▶ TASKS TO CARRY OUT
a: From the passage on Kelvin–Helmholtz instability, write out the part that opens with the words containing "The following conclusions" and closes with "in suppressing oscillations.".
b: List each numbered conclusion stated in the passage on Kelvin–Helmholtz instability.
c: Extend the passage on Kelvin–Helmholtz instability past its final sentence.

▶ TEXT UNDER STUDY
▬▬▬▬▬▬▬▬▬▬
The following conclusions can be drawn from the example of two-dimensional Kelvin–Helmholtz instability problems: (i) the entropy-stability strategy is more robust in calculating instability problems; (ii) for the Kelvin–Helmholtz instability problem, the entropy-stability strategy based on LG solution points has a higher resolution than that of LGL solution points; (iii) the hybrid scheme can satisfy the condition of entropy stability both theoretically and numerically; (iv) the hybrid scheme has a greater advantage in suppressing oscillations.
▬▬▬▬▬▬▬▬▬▬
Natural-language object grounding data
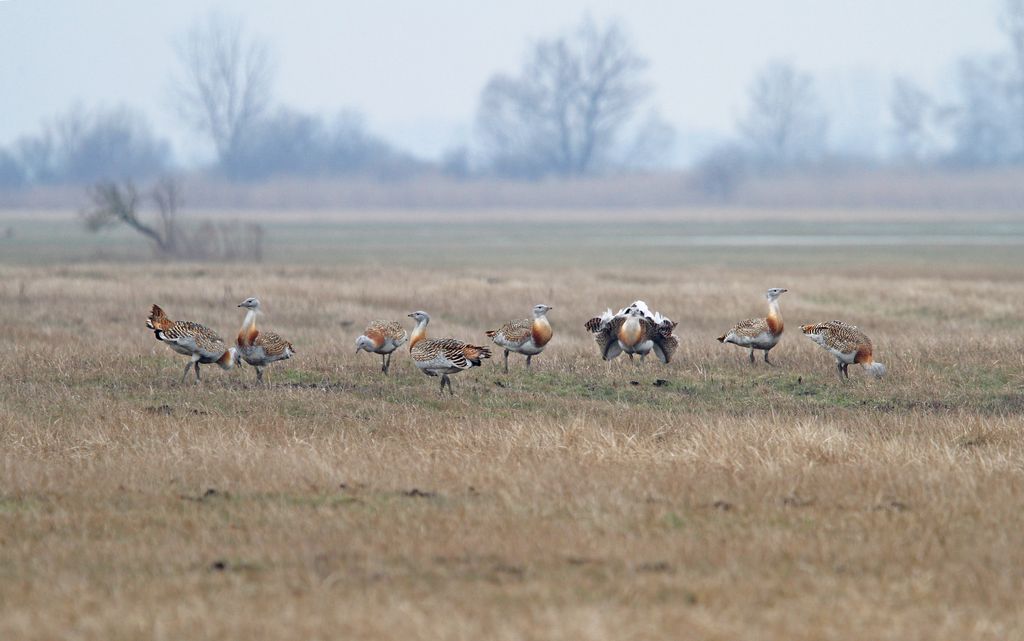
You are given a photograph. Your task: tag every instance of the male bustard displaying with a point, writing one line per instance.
(440, 356)
(634, 330)
(382, 337)
(192, 339)
(524, 336)
(759, 333)
(847, 343)
(259, 348)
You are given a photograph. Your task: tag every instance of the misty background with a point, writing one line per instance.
(908, 103)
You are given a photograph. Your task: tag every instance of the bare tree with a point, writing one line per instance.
(910, 109)
(563, 113)
(224, 86)
(1013, 26)
(115, 204)
(784, 125)
(984, 129)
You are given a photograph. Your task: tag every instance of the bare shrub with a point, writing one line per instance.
(116, 204)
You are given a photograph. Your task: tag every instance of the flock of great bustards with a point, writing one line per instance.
(633, 330)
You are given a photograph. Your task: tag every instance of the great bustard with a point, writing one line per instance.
(199, 342)
(634, 330)
(441, 356)
(524, 336)
(259, 348)
(848, 344)
(382, 337)
(759, 333)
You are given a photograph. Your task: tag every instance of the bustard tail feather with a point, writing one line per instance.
(475, 353)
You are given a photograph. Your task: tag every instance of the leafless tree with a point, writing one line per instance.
(1013, 26)
(784, 125)
(115, 204)
(224, 85)
(719, 173)
(984, 128)
(910, 109)
(562, 114)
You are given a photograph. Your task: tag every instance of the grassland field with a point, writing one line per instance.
(582, 500)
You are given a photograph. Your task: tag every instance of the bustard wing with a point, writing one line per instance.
(448, 352)
(665, 343)
(272, 344)
(606, 337)
(842, 337)
(380, 331)
(512, 333)
(751, 328)
(194, 337)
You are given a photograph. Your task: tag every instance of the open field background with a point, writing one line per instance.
(580, 501)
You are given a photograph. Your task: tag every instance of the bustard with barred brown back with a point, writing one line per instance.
(524, 336)
(848, 344)
(199, 342)
(259, 348)
(634, 330)
(441, 356)
(382, 337)
(761, 334)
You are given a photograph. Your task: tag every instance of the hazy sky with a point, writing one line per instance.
(415, 69)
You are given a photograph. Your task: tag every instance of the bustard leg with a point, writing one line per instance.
(446, 381)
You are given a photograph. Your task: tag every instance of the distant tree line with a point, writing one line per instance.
(579, 105)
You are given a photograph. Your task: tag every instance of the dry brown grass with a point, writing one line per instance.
(734, 503)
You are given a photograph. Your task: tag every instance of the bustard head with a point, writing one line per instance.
(540, 310)
(364, 342)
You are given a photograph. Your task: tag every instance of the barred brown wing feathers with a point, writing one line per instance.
(475, 353)
(751, 328)
(607, 337)
(387, 329)
(272, 344)
(515, 332)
▬▬▬▬▬▬▬▬▬▬
▶ RESPONSES IN ORDER
a:
The following conclusions can be drawn from the example of two-dimensional Kelvin–Helmholtz instability problems: (i) the entropy-stability strategy is more robust in calculating instability problems; (ii) for the Kelvin–Helmholtz instability problem, the entropy-stability strategy based on LG solution points has a higher resolution than that of LGL solution points; (iii) the hybrid scheme can satisfy the condition of entropy stability both theoretically and numerically; (iv) the hybrid scheme has a greater advantage in suppressing oscillations.

b:
(i) The entropy-stability strategy is more robust in calculating instability problems.
(ii) For the Kelvin–Helmholtz instability problem, the entropy-stability strategy based on LG solution points has a higher resolution than that of LGL solution points.
(iii) The hybrid scheme can satisfy the condition of entropy stability both theoretically and numerically.
(iv) The hybrid scheme has a greater advantage in suppressing oscillations.

c:
4.6. Double Mach Reflection

The double Mach reflection problem is a popular test case to evaluate the strong shock-capturing capability of high-order schemes [43]. In this section, the double Mach example is used to test the shock-capture capability of high-order entropy-stable schemes based on subcell limiting. The computational domain is [0, 4] × [0, 1]. The grid number is $240\times 60$, and the polynomial order is 3. The adjustable parameter of the shock indicator is $a=0.05$, and the HLL flux is selected. The simulation starts at the bottom boundary of the domain at x = 1/6, with an angle of 60 degrees to the boundary. A shock wave with a Mach number of 10 moves from left to right. The computing time is t = 0.2, during which two Mach stems and a strong shock wave is generated.

A density contour and troubled cell distribution of the double Mach problem show that the basic structure of the flow field is captured, as shown in Figure 5. This shows that the high-order entropy-stable scheme based on subcell limiting can describe the subtle changes in the flow field, although there are some numerical oscillations.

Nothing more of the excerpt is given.